__TEXT UNDER STUDY__.
Fellows of Senate
Sir Charles Nicholson Bt
Sir Charles Nicholson Bt was one of the original 16 Fellows of Senate, appointed in 1850 by proclamation of the Governor, and serving until 1883. He was elected Vice-Chancellor (Vice-Provost) by Senate from 1851 to 1853 and Chancellor (Provost) from 1854 to 1862.
(1808 - 1903)
MD Edin HonDCL Oxf HonLLD Camb
Fellow of Senate 1850 - 1883, including election by Senate as
Vice-Chancellor (Vice-Provost) 1851 - 1853
Chancellor (Provost) 1854 - 1862
Sir Charles Nicholson, born in England, was educated privately by tutors and at the University of Edinburgh where he graduated MD in 1833 and became an extraordinary member of the Hunterian Medical Society of Edinburgh. Later that year, he sailed for Sydney to stay with his uncle Captain James Ascough, a wealthy trader, ship owner and landowner. Nicholson later inherited substantial property from Ascough, which formed the basis of his own fortune.
After practising for several years as a physician in Sydney, Nicholson turned his attention to business interests in shipping and railways and pastoral enterprises. He was also active in the public life of the colony, being a member of the Medical Board throughout the 1840s and appointed a Trustee of both the Savings Bank and Australian Museum in the 1850s. In 1843 he was elected a member of the new part-elective Legislative Council as a representative for Port Phillip. In 1846, he was elected Speaker of the House and was twice re-elected to this office, being acknowledged as a fine speaker and a capable and successful man of business in the colony.
In 1849, he joined W C Wentworth in pressing for the establishment of a university. Nicholson perceived that the natural evolution of education in the colony required a tertiary institution to supplement the existing secondary institutions.
Nicholson returned to live in England in 1862, but remained a Fellow of the Senate until 1883. He also continued to promote the interests of the University in England, acting for 40 years as the University’s agent in selecting staff.

__WHAT IS NEEDED__. Reproduce the Sir Charles Nicholson profile above in full, word for word.

__EXCERPTED DATA__.
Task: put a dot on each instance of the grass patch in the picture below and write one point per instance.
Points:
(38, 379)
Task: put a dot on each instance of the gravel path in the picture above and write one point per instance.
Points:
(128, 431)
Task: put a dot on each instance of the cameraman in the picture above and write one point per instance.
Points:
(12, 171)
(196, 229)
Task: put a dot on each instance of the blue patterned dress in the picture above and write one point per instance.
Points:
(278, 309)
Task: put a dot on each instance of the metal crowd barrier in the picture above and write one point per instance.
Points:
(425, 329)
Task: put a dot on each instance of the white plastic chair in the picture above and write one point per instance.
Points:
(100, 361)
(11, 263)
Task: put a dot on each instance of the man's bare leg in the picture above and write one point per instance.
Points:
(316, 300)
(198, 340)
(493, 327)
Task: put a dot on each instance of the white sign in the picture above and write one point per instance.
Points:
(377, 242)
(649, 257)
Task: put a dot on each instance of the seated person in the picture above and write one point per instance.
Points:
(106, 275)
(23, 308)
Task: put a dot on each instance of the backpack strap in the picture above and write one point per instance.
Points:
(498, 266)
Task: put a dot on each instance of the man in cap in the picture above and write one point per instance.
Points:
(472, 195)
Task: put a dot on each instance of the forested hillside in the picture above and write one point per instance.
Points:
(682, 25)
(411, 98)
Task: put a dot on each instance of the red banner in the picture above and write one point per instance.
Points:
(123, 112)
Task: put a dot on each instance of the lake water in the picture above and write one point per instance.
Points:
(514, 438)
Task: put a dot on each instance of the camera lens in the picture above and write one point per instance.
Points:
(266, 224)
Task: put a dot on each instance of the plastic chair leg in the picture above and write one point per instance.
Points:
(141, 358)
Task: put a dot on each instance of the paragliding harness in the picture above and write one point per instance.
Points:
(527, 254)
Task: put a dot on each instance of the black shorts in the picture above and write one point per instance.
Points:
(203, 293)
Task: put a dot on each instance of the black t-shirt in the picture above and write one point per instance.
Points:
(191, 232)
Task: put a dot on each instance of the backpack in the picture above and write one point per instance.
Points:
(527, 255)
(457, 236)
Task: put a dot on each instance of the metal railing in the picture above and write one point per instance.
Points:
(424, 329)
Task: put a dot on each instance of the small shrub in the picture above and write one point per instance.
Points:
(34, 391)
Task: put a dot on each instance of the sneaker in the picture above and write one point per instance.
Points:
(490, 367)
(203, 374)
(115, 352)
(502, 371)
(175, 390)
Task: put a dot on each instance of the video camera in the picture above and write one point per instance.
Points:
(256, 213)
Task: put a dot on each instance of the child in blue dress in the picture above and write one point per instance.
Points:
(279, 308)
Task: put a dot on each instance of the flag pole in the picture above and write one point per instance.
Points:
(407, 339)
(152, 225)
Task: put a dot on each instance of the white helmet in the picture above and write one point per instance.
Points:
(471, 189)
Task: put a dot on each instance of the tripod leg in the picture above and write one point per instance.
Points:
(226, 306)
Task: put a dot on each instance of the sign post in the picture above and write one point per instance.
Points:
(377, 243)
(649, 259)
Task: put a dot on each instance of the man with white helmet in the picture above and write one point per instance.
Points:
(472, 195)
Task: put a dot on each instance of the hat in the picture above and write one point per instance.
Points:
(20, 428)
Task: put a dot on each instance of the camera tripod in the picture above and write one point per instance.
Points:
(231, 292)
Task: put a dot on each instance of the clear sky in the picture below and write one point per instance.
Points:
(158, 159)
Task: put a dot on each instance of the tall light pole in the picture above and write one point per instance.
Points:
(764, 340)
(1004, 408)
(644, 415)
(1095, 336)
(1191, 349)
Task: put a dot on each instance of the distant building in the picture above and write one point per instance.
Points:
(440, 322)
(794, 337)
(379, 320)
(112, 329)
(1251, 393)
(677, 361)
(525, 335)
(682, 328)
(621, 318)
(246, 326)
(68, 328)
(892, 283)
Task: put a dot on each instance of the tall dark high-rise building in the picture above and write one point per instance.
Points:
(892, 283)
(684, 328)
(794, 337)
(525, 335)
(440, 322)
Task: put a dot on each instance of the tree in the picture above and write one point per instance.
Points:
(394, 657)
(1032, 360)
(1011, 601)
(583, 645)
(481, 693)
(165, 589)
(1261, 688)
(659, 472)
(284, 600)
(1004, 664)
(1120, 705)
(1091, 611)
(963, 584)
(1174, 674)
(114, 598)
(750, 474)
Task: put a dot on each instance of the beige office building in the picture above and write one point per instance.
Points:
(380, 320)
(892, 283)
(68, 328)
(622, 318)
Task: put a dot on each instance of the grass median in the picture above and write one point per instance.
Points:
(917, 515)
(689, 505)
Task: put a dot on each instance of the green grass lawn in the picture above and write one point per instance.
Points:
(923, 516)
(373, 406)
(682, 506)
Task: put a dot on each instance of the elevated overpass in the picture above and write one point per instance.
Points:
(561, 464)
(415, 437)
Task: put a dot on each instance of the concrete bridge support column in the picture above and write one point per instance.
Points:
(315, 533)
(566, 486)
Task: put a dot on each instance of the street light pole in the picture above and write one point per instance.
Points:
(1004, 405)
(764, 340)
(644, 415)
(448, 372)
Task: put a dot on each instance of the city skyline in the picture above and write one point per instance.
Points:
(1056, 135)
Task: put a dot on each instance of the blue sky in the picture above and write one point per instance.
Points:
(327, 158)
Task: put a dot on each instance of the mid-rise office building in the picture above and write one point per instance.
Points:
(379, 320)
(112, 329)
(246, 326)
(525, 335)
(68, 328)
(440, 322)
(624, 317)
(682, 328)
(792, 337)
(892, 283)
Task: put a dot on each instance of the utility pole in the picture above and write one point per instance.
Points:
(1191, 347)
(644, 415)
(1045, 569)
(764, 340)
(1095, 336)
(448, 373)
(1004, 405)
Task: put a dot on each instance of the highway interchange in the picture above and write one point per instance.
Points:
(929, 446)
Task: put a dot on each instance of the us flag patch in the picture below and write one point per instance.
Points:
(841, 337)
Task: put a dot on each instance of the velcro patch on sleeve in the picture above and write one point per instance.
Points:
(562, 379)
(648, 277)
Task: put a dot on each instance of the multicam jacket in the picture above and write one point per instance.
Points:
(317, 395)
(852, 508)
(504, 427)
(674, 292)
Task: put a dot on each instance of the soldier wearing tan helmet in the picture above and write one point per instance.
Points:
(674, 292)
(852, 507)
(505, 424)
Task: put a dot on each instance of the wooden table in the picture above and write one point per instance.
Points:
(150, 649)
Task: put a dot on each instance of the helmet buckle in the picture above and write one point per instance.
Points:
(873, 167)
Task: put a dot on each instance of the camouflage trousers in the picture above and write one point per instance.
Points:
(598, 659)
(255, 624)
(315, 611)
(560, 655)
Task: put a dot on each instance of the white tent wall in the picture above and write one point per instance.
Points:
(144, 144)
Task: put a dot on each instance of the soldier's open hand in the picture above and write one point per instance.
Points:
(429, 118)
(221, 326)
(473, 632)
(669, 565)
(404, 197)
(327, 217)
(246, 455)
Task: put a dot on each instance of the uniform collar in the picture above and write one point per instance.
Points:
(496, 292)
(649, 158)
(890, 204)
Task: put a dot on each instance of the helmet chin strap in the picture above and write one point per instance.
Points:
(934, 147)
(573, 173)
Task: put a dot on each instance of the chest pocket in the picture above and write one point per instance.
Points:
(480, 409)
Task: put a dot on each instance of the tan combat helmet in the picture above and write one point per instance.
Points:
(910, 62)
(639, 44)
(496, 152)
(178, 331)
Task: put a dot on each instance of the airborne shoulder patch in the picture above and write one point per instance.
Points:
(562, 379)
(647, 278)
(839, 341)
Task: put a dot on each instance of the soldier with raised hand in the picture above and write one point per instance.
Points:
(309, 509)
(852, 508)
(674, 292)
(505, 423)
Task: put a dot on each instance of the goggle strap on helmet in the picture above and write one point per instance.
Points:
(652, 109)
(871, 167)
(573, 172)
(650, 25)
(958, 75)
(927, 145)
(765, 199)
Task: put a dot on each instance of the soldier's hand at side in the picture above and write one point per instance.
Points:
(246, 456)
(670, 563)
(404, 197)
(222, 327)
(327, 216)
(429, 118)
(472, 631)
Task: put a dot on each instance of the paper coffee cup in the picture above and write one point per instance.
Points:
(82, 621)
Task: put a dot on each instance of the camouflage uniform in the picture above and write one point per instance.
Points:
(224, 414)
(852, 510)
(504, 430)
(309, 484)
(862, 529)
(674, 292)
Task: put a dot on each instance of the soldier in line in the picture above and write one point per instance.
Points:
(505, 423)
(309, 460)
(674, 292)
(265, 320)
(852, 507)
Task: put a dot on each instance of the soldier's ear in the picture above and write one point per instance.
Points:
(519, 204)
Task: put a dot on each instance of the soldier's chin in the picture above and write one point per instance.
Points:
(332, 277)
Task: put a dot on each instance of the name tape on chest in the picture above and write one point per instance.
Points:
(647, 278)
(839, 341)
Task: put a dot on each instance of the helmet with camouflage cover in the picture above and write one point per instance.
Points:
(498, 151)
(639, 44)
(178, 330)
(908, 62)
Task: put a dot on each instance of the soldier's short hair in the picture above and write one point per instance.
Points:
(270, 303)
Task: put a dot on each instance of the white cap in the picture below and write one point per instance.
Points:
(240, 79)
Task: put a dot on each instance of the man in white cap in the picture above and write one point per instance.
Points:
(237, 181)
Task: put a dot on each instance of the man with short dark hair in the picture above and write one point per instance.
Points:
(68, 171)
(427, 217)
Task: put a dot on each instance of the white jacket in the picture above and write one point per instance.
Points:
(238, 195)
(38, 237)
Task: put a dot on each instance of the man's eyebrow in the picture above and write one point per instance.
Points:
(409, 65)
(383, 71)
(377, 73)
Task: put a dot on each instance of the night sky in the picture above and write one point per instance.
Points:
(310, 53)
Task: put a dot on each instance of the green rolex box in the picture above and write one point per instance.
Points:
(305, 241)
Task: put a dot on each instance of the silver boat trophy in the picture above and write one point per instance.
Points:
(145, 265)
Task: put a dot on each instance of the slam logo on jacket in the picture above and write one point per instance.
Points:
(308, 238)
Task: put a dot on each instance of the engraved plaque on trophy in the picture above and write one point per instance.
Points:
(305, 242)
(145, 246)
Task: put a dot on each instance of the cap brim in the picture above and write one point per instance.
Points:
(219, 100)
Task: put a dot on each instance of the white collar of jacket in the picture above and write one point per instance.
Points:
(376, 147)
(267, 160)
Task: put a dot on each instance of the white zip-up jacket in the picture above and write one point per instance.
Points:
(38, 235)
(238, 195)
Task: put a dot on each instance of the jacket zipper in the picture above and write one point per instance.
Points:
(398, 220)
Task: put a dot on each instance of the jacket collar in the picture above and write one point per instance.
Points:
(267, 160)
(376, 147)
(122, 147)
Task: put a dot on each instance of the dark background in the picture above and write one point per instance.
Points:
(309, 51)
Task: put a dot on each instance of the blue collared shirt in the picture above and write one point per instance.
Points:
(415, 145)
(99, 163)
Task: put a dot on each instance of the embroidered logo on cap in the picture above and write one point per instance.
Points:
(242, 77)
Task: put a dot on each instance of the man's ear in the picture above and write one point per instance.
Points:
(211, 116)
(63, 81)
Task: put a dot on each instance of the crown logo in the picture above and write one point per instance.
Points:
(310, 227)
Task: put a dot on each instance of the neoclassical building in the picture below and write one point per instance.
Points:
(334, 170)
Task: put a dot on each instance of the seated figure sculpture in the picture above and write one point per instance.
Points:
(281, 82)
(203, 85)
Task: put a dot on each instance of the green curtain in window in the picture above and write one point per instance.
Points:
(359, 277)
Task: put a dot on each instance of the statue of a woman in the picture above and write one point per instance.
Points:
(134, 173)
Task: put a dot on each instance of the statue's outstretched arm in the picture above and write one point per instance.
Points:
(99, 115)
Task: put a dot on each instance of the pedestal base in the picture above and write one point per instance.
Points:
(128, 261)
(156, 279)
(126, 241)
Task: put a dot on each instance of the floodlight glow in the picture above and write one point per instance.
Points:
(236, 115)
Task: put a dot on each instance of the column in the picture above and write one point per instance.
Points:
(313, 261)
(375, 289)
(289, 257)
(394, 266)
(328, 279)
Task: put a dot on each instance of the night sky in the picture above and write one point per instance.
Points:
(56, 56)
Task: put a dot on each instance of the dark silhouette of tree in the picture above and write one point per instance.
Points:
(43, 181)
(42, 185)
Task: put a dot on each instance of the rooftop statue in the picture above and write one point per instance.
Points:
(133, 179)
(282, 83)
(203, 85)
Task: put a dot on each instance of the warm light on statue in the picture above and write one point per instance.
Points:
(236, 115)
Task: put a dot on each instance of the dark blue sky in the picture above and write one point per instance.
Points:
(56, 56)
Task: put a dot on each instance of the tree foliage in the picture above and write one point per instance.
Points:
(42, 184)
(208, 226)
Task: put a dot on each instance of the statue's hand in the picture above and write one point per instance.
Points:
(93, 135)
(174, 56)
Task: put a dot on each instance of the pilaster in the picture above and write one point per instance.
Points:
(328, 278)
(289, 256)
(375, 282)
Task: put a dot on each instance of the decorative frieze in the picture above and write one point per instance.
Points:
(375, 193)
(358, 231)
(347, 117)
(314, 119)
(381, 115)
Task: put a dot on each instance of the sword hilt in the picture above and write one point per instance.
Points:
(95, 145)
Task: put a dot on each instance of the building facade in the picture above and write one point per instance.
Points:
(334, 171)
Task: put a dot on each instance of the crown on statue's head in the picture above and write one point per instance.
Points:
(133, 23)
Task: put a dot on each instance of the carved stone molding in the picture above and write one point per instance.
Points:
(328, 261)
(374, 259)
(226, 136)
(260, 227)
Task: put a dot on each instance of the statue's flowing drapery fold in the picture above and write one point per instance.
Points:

__RESULT OF THE TASK__.
Fellows of Senate
Sir Charles Nicholson Bt
Sir Charles Nicholson Bt was one of the original 16 Fellows of Senate, appointed in 1850 by proclamation of the Governor, and serving until 1883. He was elected Vice-Chancellor (Vice-Provost) by Senate from 1851 to 1853 and Chancellor (Provost) from 1854 to 1862.
(1808 - 1903)
MD Edin HonDCL Oxf HonLLD Camb
Fellow of Senate 1850 - 1883, including election by Senate as
Vice-Chancellor (Vice-Provost) 1851 - 1853
Chancellor (Provost) 1854 - 1862
Sir Charles Nicholson, born in England, was educated privately by tutors and at the University of Edinburgh where he graduated MD in 1833 and became an extraordinary member of the Hunterian Medical Society of Edinburgh. Later that year, he sailed for Sydney to stay with his uncle Captain James Ascough, a wealthy trader, ship owner and landowner. Nicholson later inherited substantial property from Ascough, which formed the basis of his own fortune.
After practising for several years as a physician in Sydney, Nicholson turned his attention to business interests in shipping and railways and pastoral enterprises. He was also active in the public life of the colony, being a member of the Medical Board throughout the 1840s and appointed a Trustee of both the Savings Bank and Australian Museum in the 1850s. In 1843 he was elected a member of the new part-elective Legislative Council as a representative for Port Phillip. In 1846, he was elected Speaker of the House and was twice re-elected to this office, being acknowledged as a fine speaker and a capable and successful man of business in the colony.
In 1849, he joined W C Wentworth in pressing for the establishment of a university. Nicholson perceived that the natural evolution of education in the colony required a tertiary institution to supplement the existing secondary institutions.
Nicholson returned to live in England in 1862, but remained a Fellow of the Senate until 1883. He also continued to promote the interests of the University in England, acting for 40 years as the University’s agent in selecting staff.